- SELECTED EXTRACT -
┌────────

Category Archives: Muhlstein Anka

Monsieur Proust’s Library by Anka Muhlstein

First the disclaimer: I have not read Marcel Proust’s Remembrance of Things Past. Several years ago, I started to read the first volume and while I enjoyed it, something came along which distracted me from my reading project. Since this was a work that I really wanted to pay attention to, I decided that the time wasn’t right. I meant to return to Proust, and I will, thanks to the encouragement of other bloggers, so when I saw the nonfiction book Monsieur Proust’s Library from Anka Muhlstein, I decided to read it as a sort of enticement–an encouragement, if you will. But there’s another reason I decided to read Monsieur Proust’s Library: last year I read and enjoyed Balzac’s Omelette from the same author. As anyone who has read Balzac knows, it would be easy to spend one’s entire life analysing and dissecting La Comédie Humaine, but author Anka Muhlstein wisely chose to examine the place of food in Balzac’s work. This now brings me to Monsieur Proust’s Library, and here the focus is books and reading in Remembrance of Things Past.

I’ll admit that I would have got more out of this book had I read Proust’s work, but on one level, while Monsieur Proust’s Library is an academic work, it’s also very user-friendly, so even if I didn’t know who some of the characters were, their place in Proust’s world was adequately explained. So in other words, if you haven’t read Proust yet, or you’ve only read bits, then don’t be put off of this book as it illuminates a particular accessible thread that runs through Proust’s work. The author acknowledges that while “there are many ways of approaching a novel as complex as La Recherche,” she elected to “shed light on subjects as varied as Proust’s literary affinities, his passion for the classics, his curiosity about contemporary writers, and his knack of finding astonishingly apt quotations to put in the mouths of his characters.” And so for around 160 pages, the author appears to have great fun picking out just how books and reading fit into Proust’s masterpiece. Here’s one of my favourite quotes:

Proust seemed incapable of creating a character without putting a book in his hands. Two hundred characters inhabit the world he imagined, and some sixty writers preside over it. Certain of them, like Chateaubriand and Baudelaire, inspired him, while others, Mme de Sévigné, Racine, Saint Simon, and Balzac enhanced his personages.

└────────

- DATA SEGMENT -

┌────────

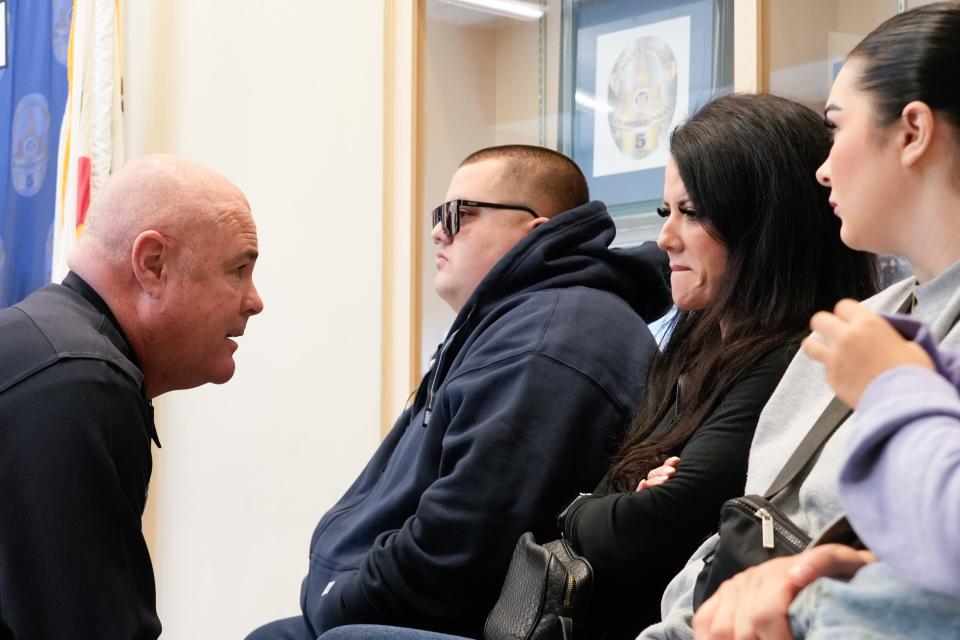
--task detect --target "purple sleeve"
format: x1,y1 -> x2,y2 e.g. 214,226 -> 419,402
839,317 -> 960,595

└────────

- CHALLENGES -
A - In the review of Monsieur Proust's Library, which writers are named in the quoted passage that begins "Proust seemed incapable"? Leave out Proust himself.
B - According to the review of Monsieur Proust's Library, what did Anka Muhlstein choose to examine in Balzac's Omelette?
Answer from the review alone.

- TASK RESULTS -
A - Chateaubriand, Baudelaire, Mme de Sévigné, Racine, Saint Simon, Balzac

B - The place of food in Balzac's work.